Extract:
.....

Cop: You doin drugs?
“No”
Cop: Whatya smokin?
“Pot”
Cop: THATS DOING DRUGS
“Ohh I thought you meant like [whispers] having sex with drugs”
me: what’s your sign?
chef: spisces
My right hand: I’ll hold these three Trader Joe’s bags, your overstuffed tote and one awkward rope handled shopping bag
My left hand: imma pet this doggie
My toddler is throwing a tantrum because I changed the pictures in my bathroom…a year ago
“They say time is linear but it repeats itself. For example, I just got dumped again. Same girl. Were stuck on a loop, and when-”
*the man grating parmesan stops*
“No, that wasn’t a ‘when’ for you, keep going.”
[steps off crosstrainer]
“Hey girl [out of breath, hands on knee] you like f-fitness? Cos I’m fitn–”
“Shall I call an ambulance?”
“Please.”
I just saved a bundle on future college tuition by finding out my 4 year old wants to be a gum ball when he grows up.
Inventor of beer: This will change the world.
Inventor of beer, after having kids: [invents vodka]
Why does that little guy keep jumping from one side of the subway to the other?
Dude, he’s a Metro Gnome
[Wife sweeping up all the dog hair into one big pile and answers the phone]
30 seconds later…
Kid: Look mom fur angels
Sometimes, for fun, I like to mouth words to my husband when he’s wearing earbuds. When he stops to ask me what I said, I just say ‘forget it’ and storm off.
I’m such a great mom. I taught my kids archaeology during quarantine.
I mean, they dug up an opossum skull while they were digging a trench in the backyard unsupervised.
Archaeology.
Banker: You’re sure you want a reverse mortgage and understand how it works?

.....

Dataset excerpts:
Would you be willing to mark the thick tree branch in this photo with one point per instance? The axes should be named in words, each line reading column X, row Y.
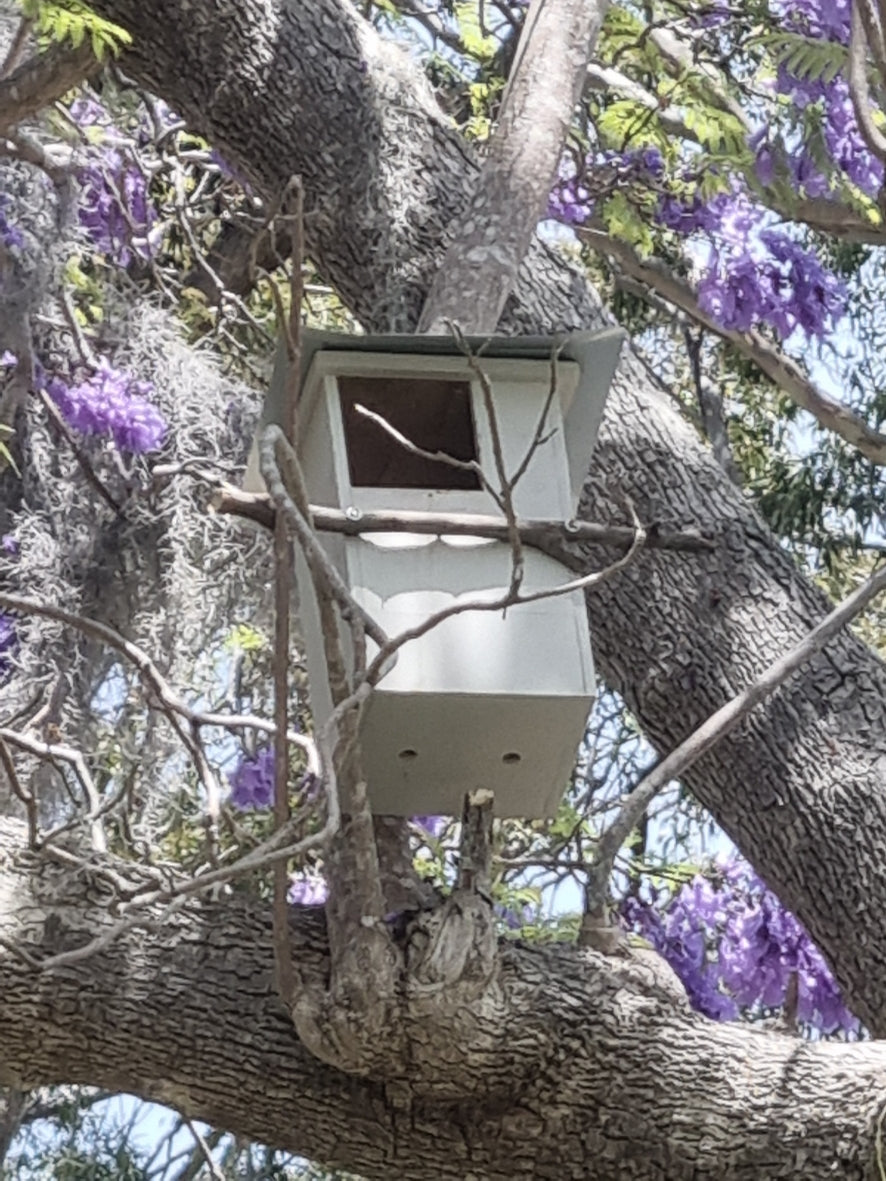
column 799, row 788
column 490, row 239
column 189, row 1017
column 777, row 366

.....

Copy out the jokes from "I’m such a great" down to "the backyard unsupervised.", replacing "trench" with "hole". The rows come from a separate source.

Result below:
I’m such a great mom. I taught my kids archaeology during quarantine.
I mean, they dug up an opossum skull while they were digging a hole in the backyard unsupervised.